Stored entries

━━━━

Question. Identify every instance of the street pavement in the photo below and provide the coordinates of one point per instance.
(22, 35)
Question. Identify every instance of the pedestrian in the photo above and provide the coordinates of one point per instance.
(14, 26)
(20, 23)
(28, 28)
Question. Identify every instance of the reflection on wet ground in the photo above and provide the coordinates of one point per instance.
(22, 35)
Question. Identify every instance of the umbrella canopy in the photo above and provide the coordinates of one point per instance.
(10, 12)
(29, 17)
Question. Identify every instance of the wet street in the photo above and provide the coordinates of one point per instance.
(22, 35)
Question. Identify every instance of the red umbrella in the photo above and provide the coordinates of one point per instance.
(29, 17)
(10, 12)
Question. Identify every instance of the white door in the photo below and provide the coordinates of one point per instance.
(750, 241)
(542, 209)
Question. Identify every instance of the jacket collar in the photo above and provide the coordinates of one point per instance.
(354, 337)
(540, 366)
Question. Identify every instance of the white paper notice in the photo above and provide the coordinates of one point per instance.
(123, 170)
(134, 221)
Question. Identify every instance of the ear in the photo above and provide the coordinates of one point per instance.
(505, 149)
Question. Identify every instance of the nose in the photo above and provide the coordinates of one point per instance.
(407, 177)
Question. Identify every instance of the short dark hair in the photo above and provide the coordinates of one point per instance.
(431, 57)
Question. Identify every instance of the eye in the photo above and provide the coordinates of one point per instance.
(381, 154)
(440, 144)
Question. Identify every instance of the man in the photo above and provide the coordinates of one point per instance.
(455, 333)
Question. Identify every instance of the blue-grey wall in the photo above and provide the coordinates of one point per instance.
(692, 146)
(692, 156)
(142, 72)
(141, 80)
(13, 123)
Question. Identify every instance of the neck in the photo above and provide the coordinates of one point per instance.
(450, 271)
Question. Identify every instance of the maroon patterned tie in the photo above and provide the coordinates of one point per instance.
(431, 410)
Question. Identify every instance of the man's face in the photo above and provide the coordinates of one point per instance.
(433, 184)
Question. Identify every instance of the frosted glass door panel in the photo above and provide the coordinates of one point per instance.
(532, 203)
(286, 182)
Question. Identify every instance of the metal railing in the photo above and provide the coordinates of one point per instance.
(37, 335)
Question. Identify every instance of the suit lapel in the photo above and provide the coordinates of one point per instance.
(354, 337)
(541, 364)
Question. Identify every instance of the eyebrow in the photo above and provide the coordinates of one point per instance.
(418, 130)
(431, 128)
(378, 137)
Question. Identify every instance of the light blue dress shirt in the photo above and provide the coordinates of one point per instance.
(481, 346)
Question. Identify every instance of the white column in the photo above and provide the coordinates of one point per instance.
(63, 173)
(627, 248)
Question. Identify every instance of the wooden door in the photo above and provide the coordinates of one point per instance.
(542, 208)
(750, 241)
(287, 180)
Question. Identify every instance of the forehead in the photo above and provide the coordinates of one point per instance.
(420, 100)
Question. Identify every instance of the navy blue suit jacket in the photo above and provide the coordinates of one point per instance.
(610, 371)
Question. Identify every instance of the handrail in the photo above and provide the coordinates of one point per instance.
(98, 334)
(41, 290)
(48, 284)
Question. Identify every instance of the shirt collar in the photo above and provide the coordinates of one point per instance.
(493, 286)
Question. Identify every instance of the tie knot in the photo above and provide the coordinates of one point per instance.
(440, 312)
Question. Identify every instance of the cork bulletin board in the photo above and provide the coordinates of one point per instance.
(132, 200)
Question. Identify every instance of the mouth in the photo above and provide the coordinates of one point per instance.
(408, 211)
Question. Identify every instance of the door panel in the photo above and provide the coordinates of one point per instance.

━━━━

- **Task brief**
In the entries above, take the line containing "Question. Identify every instance of the forehead" and each later line through the last, and repeat them exactly. Output nothing else.

- **Finished exercise**
Question. Identify every instance of the forehead in the photo above and provide the coordinates of one point per instance.
(420, 100)
Question. Identify every instance of the navy blue suit jacket in the photo above and provide the coordinates of one point per instance.
(610, 371)
Question. Identify every instance of the handrail in the photo above and provide the coordinates of one point per instance.
(98, 334)
(41, 290)
(48, 284)
Question. Identify every instance of the shirt collar in the photo above and provide the coordinates of one point per instance.
(493, 286)
Question. Identify every instance of the tie knot in the photo above and provide the coordinates of one point per instance.
(440, 312)
Question. Identify every instance of the cork bulletin board in the photo above and provide the coordinates of one point per instance.
(132, 200)
Question. Identify every instance of the mouth in the photo above and provide the coordinates of one point per instance.
(408, 211)
Question. Identify every instance of the door panel in the photo above and provide the coordinates of one point per instance.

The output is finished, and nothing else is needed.